**Supplied text:**
Here is an example of how to use the runGPCP function for genomic prediction of cross performance:

# Load phenotype data from a CSV file
phenotypeFile <- read.csv("~/Documents/GCPC_input_files/2020_TDr_PHENO (1).csv")

# Specify the genotype file path (VCF or HapMap format)
genotypeFile <- "~/Documents/GCPC_input_files/genotypeFile.vcf"

# Define necessary inputs
genotypes <- "Accession"  # Column name for genotype IDs in phenotype data
traits <- c("rAUDPC_YMV", "YIELD", "DMC")  # List of traits to predict
weights <- c(0.2, 3, 1)  # Weights corresponding to traits
userFixed <- c("LOC", "REP")  # Fixed effects variables
Ploidy <- 2  # Ploidy level of the organism
NCrosses <- 150  # Number of top crosses to output

# Run genomic prediction of cross performance
finalcrosses <- runGPCP(
  phenotypeFile = phenotypeFile,
  genotypeFile = genotypeFile,
  genotypes = genotypes,
  traits = paste(traits, collapse = ","),
  weights = weights,
  userFixed = paste(userFixed, collapse = ","),
  Ploidy = Ploidy,
  NCrosses = NCrosses
)

# View the predicted crosses
print(finalcrosses)

Input Arguments

phenotypeFile: A data frame containing phenotypic data, typically read from a CSV file.

genotypeFile: A file path to the genotypic data, either in VCF format or as a HapMap.

genotypes: A character string representing the column name in the phenotype file that corresponds to the genotype IDs.

**What this task involves:** Resume the runGPCP text from the point where it stops. The entries that come next are separate material with no connection to the runGPCP text.

Text-to-region grounding data
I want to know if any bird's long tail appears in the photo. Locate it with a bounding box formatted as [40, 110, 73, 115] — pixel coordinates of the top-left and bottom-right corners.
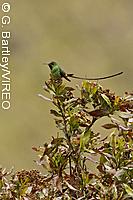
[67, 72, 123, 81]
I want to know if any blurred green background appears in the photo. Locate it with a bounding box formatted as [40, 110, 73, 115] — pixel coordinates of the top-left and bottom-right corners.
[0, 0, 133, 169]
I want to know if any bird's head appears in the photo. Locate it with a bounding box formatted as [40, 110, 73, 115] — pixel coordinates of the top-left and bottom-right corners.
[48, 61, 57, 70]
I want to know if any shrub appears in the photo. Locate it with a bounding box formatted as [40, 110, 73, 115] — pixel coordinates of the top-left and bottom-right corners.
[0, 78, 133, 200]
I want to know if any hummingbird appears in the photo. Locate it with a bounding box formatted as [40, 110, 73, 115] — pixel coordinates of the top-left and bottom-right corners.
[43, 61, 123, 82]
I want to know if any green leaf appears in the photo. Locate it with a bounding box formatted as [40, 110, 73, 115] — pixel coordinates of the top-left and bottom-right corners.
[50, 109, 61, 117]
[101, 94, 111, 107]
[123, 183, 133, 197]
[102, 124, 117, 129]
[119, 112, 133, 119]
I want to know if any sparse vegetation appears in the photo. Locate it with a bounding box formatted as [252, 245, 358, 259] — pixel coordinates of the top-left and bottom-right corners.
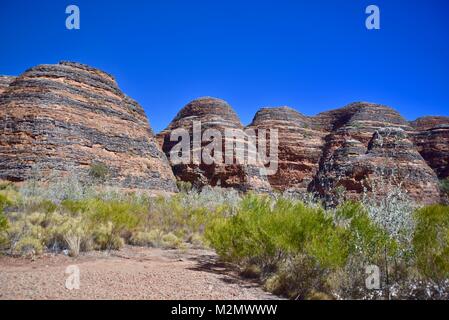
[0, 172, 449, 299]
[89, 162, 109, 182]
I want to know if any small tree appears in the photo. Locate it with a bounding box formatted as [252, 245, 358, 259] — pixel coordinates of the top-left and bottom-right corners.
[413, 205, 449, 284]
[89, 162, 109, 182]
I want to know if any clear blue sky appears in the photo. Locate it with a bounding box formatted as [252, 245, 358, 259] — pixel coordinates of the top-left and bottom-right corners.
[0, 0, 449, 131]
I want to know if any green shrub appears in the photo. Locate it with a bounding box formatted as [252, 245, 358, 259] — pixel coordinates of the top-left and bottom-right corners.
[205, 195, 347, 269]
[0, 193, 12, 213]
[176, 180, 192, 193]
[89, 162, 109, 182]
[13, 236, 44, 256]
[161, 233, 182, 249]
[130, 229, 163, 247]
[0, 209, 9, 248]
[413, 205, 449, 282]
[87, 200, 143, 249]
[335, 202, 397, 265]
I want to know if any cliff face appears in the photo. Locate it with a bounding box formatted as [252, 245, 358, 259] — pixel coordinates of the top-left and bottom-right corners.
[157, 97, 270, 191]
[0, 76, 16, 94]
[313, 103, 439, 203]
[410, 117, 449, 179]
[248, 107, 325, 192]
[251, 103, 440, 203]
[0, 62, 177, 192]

**Output for this task:**
traits: A string of comma-separated trait names from the phenotype file, which will be used for genomic prediction.

weights: A numeric vector specifying the weights for the traits. The order of weights should correspond to the order of traits.

userFixed: A string of comma-separated fixed effect variables from the phenotype file.

Ploidy: An integer representing the ploidy level of the organism.

NCrosses: An integer specifying the number of top crosses to output.

Output

The runGPCP function returns a data frame with predicted crosses, including:

Parent1: The first parent genotype ID.

Parent2: The second parent genotype ID.

CrossPredictedMerit: The predicted merit of the cross.

Dependencies

sommer: Mixed models for genome-wide prediction and association studies.

dplyr: Data manipulation package.

AGHmatrix: Implements additive and dominance genomic relationship matrices.

You can install these dependencies with:

install.packages(c("sommer", "dplyr", "AGHmatrix"))

References

Xiang, J., et al. (2016). “Mixed Model Methods for Genomic Prediction.” Nature Genetics.

Batista, L., et al. (2021). “Genetic Prediction and Relationship Matrices.” Theoretical and Applied Genetics.

License

This project is licensed under the MIT License - see the LICENSE file for details.